=== GIVEN TASK ===
Can you print every line below word for word, leaving the pictures out?

=== INPUT FOR THIS TASK ===
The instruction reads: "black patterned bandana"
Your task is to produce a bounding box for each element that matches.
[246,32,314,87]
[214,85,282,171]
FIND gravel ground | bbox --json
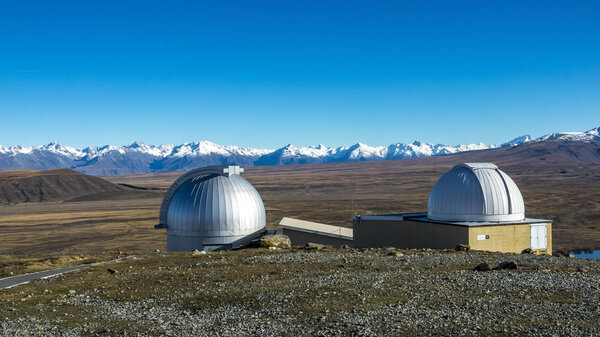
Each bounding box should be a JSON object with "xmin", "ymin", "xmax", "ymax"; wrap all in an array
[{"xmin": 0, "ymin": 249, "xmax": 600, "ymax": 336}]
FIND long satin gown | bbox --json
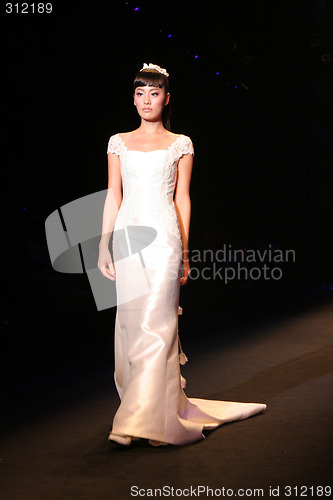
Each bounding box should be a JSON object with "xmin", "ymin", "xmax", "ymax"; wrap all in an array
[{"xmin": 107, "ymin": 134, "xmax": 266, "ymax": 445}]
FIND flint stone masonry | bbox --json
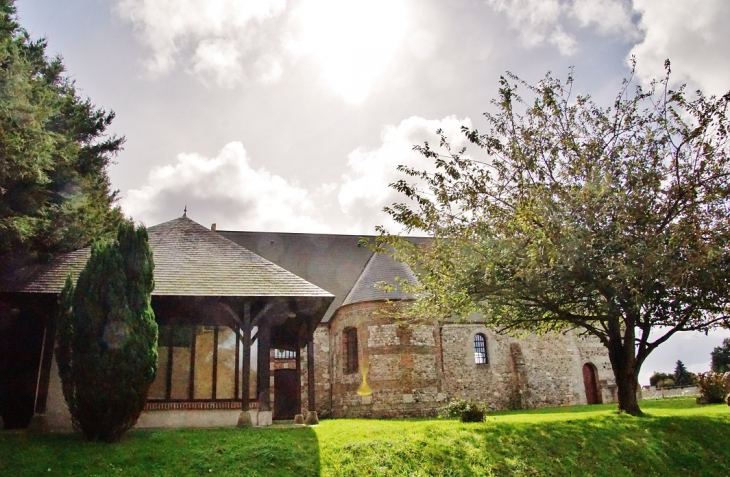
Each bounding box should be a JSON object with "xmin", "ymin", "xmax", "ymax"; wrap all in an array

=== EXERCISE ANSWER ===
The instruction reads: "black patterned bandana"
Your task is to produce a bounding box for each element that matches.
[246,32,314,87]
[214,85,282,171]
FIND gravel ground | bbox --json
Each bounding box should be a JSON object with "xmin", "ymin", "xmax", "ymax"; wrap all in an array
[{"xmin": 0, "ymin": 249, "xmax": 600, "ymax": 336}]
FIND long satin gown | bbox --json
Each bounding box should be a JSON object with "xmin", "ymin", "xmax", "ymax"; wrap all in an array
[{"xmin": 107, "ymin": 134, "xmax": 266, "ymax": 445}]
FIND flint stone masonry | bbox --json
Each bounding box should be a JSON object with "xmin", "ymin", "xmax", "ymax"; wrap all in an array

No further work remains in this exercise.